— Set exercise —
Rewrite the records below, changing every "flower" to "blossom" and leaving everything else as it is.

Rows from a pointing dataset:
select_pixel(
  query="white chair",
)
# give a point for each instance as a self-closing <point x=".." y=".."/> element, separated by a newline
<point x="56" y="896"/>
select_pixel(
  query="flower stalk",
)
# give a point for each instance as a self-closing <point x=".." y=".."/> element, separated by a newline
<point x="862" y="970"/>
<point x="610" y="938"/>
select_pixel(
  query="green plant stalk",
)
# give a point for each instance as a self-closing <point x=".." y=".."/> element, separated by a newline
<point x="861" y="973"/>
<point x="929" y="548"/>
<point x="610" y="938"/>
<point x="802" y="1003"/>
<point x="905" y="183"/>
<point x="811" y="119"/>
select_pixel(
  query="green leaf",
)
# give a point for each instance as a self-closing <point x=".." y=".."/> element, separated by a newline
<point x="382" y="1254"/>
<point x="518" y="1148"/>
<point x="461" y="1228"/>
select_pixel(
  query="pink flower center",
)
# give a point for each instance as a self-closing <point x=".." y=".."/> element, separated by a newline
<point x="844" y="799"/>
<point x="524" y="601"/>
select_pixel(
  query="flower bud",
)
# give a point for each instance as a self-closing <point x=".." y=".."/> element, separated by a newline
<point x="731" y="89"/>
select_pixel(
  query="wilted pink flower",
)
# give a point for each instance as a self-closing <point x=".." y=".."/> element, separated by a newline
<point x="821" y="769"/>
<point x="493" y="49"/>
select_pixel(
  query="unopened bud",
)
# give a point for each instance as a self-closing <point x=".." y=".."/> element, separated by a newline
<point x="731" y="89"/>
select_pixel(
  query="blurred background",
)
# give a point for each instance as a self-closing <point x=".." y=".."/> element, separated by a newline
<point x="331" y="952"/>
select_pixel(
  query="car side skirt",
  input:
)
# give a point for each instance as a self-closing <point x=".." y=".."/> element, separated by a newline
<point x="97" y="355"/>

— Written solution —
select_pixel(
  query="white chair",
)
# give a point for each instance as a self-closing <point x=".." y=".."/> element, separated by a newline
<point x="56" y="896"/>
select_pixel(
  query="blossom stalk",
)
# give a point for each instance as a self-closing <point x=".." y=".."/> element, separated by a newline
<point x="862" y="970"/>
<point x="610" y="938"/>
select_pixel(
  query="green plant stalk",
)
# give a point for each instance as a self-closing <point x=".." y=".."/> element, separated by a newline
<point x="861" y="973"/>
<point x="929" y="548"/>
<point x="610" y="938"/>
<point x="802" y="1003"/>
<point x="905" y="183"/>
<point x="811" y="119"/>
select_pixel(
  query="green leaf",
)
# give a point for each instance as a self-closing <point x=".." y=".."/> element, separated by a newline
<point x="382" y="1254"/>
<point x="518" y="1148"/>
<point x="461" y="1228"/>
select_pixel(
  query="pink blossom center",
)
# give a point for each instance as a self-closing <point x=".." y=".."/> element, separated by a newline
<point x="844" y="799"/>
<point x="524" y="601"/>
select_pixel(
  query="blossom bud",
)
# give a point for each instance as a self-closing <point x=".." y=".."/> element, separated by a newline
<point x="731" y="89"/>
select_pixel(
  query="wilted pink blossom",
)
# give a point for each instance as a self-closing <point x=".." y=".."/> element, separated by a newline
<point x="821" y="769"/>
<point x="493" y="49"/>
select_pixel(
  query="unopened bud",
)
# give a point for each instance as a self-closing <point x=".." y=".."/> element, separated by a newline
<point x="731" y="89"/>
select_pixel(
  query="blurred background",
)
# give a point for each instance as a self-closing <point x=".." y=".."/> element, separated by a newline
<point x="331" y="952"/>
select_pixel(
  query="car side skirt",
  input:
)
# give a point for each instance as a self-closing <point x=".." y=".."/> element, separated by a newline
<point x="97" y="355"/>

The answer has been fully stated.